* Your assignment
Could you return the Connect 4 AI project description below word for word, leaving nothing out and changing nothing?

======== Passage

/connect4-AI

An Artificial Intelligence that plays the famous Connect 4 game, designed with genetic algorithms.

Primary LanguageC++

Connect 4 AI

An implementation of a bot player for a generalization of the famous game 'Connect 4', where the board dimensions and the length of the line to form are custom. This project was part of the course 'Algorithms and Data Structures III' given at the University of Buenos Aires; its original repository is private and contains other things apart from the player and game themselves. This is a public version of it (currently working on it) that aims to be cleaner and let the project keep growing. There are some things in Spanish and other in English, sorry about that.

game

The implementation of the game (all the python scripts) was originally provided by the teachers of the course, as that was not the purpose of the project but the design of the players.

Usage and dependencies

The bots are made in C++, and their source codes can be found in ai/. The game and its interface are made in Python 2, using pygame. That's the one and only non-standard dependency of the project. Pygame can be installed with pip:

sudo pip install pygame

Note: make sure you are using Python 2.

================
======== Provided data

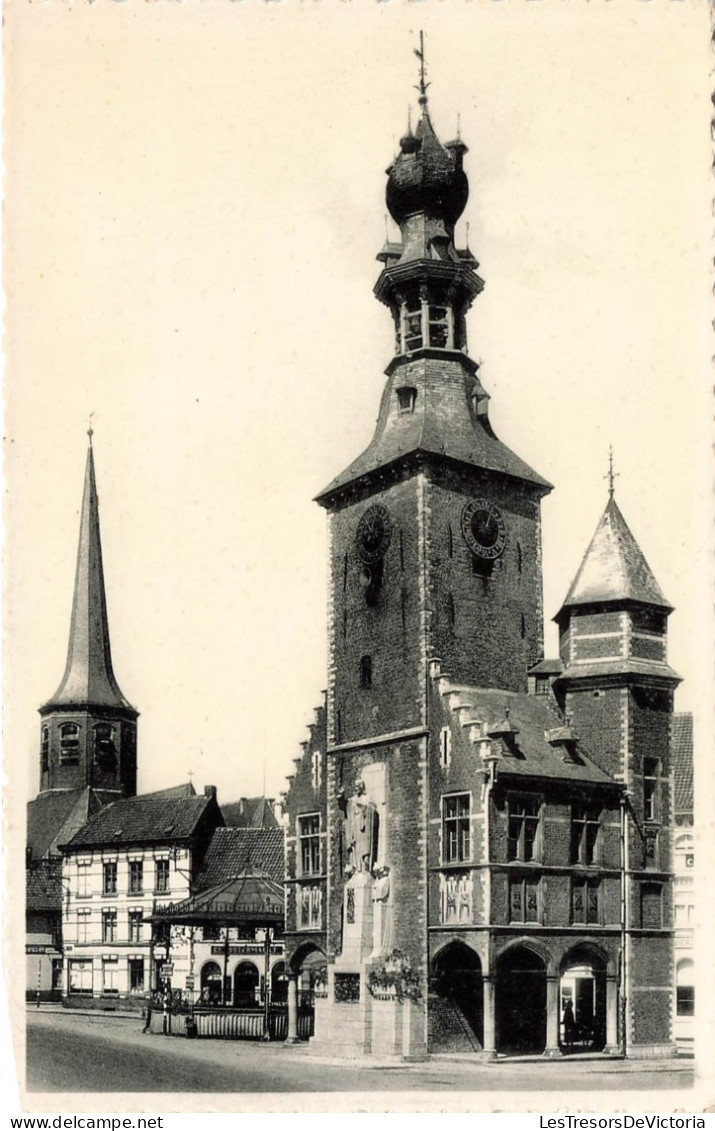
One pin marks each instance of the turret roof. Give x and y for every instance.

================

* Exercise output
/connect4-AI

An Artificial Intelligence that plays the famous Connect 4 game, designed with genetic algorithms.

Primary LanguageC++

Connect 4 AI

An implementation of a bot player for a generalization of the famous game 'Connect 4', where the board dimensions and the length of the line to form are custom. This project was part of the course 'Algorithms and Data Structures III' given at the University of Buenos Aires; its original repository is private and contains other things apart from the player and game themselves. This is a public version of it (currently working on it) that aims to be cleaner and let the project keep growing. There are some things in Spanish and other in English, sorry about that.

game

The implementation of the game (all the python scripts) was originally provided by the teachers of the course, as that was not the purpose of the project but the design of the players.

Usage and dependencies

The bots are made in C++, and their source codes can be found in ai/. The game and its interface are made in Python 2, using pygame. That's the one and only non-standard dependency of the project. Pygame can be installed with pip:

sudo pip install pygame

Note: make sure you are using Python 2.